Task brief :: In the post on exact match domains, what position did the local site fall to for its exact match keyword?

[Text]

Google filed a patient in 2003 describing how they might handle the issue of exact match domains getting better rankings in the search engine results compared to other sites. That patient was just approved.
There appears to be some strong evidence (at least at the local organic level) that Google has already started making changes in the SER based on discounting the value of a domain with an exact match domain name. We have several sites that have exact match keywords in the domain that we built more than 6 years ago. In the last few days, one fell from the first position for its exact match keyword, to the 11th position. This is a local site. None of our customer domains are using this strategy, just sites we built throughout the years for one reason or another.
We also have seen our non domain exact match sites move up, and in some cases significantly. This blog is a great example, as two days ago it was ranked number 11 under SEO in Denver, and today it is third. It should be noted we don’t do any specific SEO program to our site; we are just active on the Internet in natural places. No one spends 8 hours a week or month or year doing SEO work for the site.
Architecture of a Web crawler. (Photo credit: Wikipedia)
I would love to hear if you are seeing a change in your site based on exact match domain names. The fact that Google has made two major changes in the last two weeks that have also had a large effect on many local rankings will make this a little more difficult to figure out the old causation versus correlation of a change.
It also appears that this change has had no effect on the Google Maps results. It wouldn’t surprise me if we see the Maps rankings change some based on this as well, but the Google Maps listings have a tendency to follow organic changes after a period of time.

[/Text]
[Records shown]

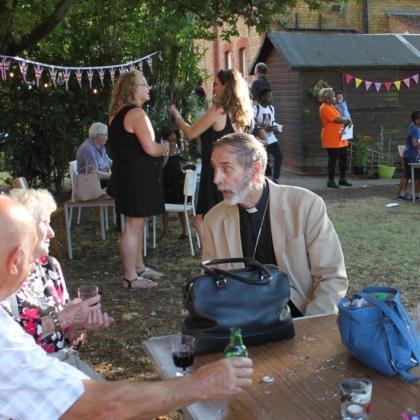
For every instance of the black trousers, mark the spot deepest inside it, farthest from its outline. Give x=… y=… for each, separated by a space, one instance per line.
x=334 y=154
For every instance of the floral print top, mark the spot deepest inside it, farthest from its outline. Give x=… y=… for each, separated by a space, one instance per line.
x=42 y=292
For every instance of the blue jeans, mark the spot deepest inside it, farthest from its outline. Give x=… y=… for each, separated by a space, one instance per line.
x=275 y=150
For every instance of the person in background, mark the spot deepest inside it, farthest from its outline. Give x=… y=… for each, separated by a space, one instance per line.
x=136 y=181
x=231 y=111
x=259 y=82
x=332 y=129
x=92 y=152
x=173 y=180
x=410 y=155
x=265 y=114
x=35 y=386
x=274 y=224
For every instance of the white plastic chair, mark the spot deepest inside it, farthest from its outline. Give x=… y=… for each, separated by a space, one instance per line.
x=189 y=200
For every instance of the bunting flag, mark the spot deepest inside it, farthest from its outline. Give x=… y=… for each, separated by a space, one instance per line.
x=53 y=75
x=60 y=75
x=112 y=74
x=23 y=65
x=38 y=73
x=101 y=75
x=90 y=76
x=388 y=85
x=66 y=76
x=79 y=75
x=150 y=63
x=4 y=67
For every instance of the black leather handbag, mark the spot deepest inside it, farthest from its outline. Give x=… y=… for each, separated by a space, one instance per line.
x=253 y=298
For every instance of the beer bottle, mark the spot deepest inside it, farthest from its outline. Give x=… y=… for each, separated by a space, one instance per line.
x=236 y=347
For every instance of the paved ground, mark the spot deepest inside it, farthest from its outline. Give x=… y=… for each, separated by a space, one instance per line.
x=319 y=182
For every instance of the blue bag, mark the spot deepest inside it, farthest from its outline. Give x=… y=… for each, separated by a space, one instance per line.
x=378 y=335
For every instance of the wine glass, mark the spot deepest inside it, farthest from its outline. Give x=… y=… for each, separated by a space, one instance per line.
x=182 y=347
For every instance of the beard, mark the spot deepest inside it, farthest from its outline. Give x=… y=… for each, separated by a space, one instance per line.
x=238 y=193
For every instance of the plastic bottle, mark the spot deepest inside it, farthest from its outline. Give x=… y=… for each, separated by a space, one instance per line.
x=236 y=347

[/Records shown]

Reply :: It fell from the first position to the 11th position.